▶ EXERCISE OBJECTIVE
All lines after the one containing "Reviewer note: every instance of the curb" are needed, along with that line itself. Please repeat them exactly through the end of the entries.

▶ Collection entries

------------------------------

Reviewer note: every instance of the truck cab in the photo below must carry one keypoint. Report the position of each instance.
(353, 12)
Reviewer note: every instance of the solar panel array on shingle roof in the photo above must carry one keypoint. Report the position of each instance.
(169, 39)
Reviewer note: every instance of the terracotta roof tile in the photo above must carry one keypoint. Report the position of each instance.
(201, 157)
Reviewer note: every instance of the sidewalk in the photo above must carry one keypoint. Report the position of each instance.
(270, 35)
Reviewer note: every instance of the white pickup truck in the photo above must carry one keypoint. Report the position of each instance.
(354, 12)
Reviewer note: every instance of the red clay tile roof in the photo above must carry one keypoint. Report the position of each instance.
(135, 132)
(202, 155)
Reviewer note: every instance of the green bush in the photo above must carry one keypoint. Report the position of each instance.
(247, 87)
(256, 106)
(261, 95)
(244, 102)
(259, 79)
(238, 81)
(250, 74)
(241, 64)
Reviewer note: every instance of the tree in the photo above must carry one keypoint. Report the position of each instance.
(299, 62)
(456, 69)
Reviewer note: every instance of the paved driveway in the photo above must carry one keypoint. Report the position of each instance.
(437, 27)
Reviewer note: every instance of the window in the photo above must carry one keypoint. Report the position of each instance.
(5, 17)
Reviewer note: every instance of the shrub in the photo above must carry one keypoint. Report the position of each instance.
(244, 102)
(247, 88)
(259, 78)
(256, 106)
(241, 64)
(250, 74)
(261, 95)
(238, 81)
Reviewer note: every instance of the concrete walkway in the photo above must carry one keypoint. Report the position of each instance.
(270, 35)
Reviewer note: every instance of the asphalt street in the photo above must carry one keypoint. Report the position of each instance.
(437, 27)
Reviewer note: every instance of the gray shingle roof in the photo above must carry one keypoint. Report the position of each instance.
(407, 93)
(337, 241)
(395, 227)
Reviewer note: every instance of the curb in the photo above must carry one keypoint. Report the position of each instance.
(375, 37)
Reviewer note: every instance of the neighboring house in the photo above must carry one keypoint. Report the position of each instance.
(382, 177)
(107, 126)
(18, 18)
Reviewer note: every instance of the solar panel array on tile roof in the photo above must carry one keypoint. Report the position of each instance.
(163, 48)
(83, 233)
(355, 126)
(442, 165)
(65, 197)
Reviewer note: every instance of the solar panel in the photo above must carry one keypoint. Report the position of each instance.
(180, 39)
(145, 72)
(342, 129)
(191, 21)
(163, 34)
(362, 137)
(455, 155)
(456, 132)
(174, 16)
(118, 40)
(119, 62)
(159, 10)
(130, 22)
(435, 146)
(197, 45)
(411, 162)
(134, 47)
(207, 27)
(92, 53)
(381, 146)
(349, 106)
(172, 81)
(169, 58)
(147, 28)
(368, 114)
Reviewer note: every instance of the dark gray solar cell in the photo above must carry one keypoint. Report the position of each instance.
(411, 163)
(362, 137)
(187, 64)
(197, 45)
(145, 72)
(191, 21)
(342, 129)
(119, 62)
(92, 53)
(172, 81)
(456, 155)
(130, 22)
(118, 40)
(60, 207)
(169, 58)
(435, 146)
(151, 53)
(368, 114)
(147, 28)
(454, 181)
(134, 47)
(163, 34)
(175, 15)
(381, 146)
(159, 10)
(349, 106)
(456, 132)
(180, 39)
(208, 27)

------------------------------

▶ TASK ANSWER
Reviewer note: every instance of the curb in the photo above must carry one keypoint. Report the position of each instance.
(375, 37)
Reviewer note: every instance of the neighboring house in the photo above must carry one keypoint. Report the position of each instance.
(382, 177)
(107, 126)
(18, 18)
Reviewer note: every instance of the solar panel array on tile roof in the photo above must carry one keypoint. Report the position of each instance.
(163, 48)
(83, 233)
(355, 126)
(442, 165)
(65, 197)
Reviewer note: every instance of the solar panel in the photo above must carry one keypoint. Report the position of each instance.
(180, 39)
(145, 72)
(342, 129)
(191, 21)
(163, 34)
(362, 137)
(455, 155)
(456, 132)
(174, 16)
(118, 40)
(119, 62)
(159, 10)
(130, 22)
(435, 146)
(197, 45)
(411, 162)
(134, 47)
(207, 27)
(92, 53)
(381, 146)
(349, 106)
(172, 81)
(169, 58)
(147, 28)
(368, 114)
Reviewer note: every instance of the dark gray solar cell in the photo above must carry one keypoint. Report the position of each instance.
(411, 163)
(362, 137)
(187, 64)
(197, 45)
(145, 72)
(191, 21)
(342, 129)
(119, 62)
(92, 53)
(172, 81)
(456, 155)
(130, 22)
(118, 40)
(60, 207)
(169, 58)
(435, 146)
(151, 53)
(368, 114)
(147, 28)
(454, 181)
(134, 47)
(163, 34)
(175, 15)
(381, 146)
(159, 10)
(349, 106)
(456, 132)
(180, 39)
(208, 27)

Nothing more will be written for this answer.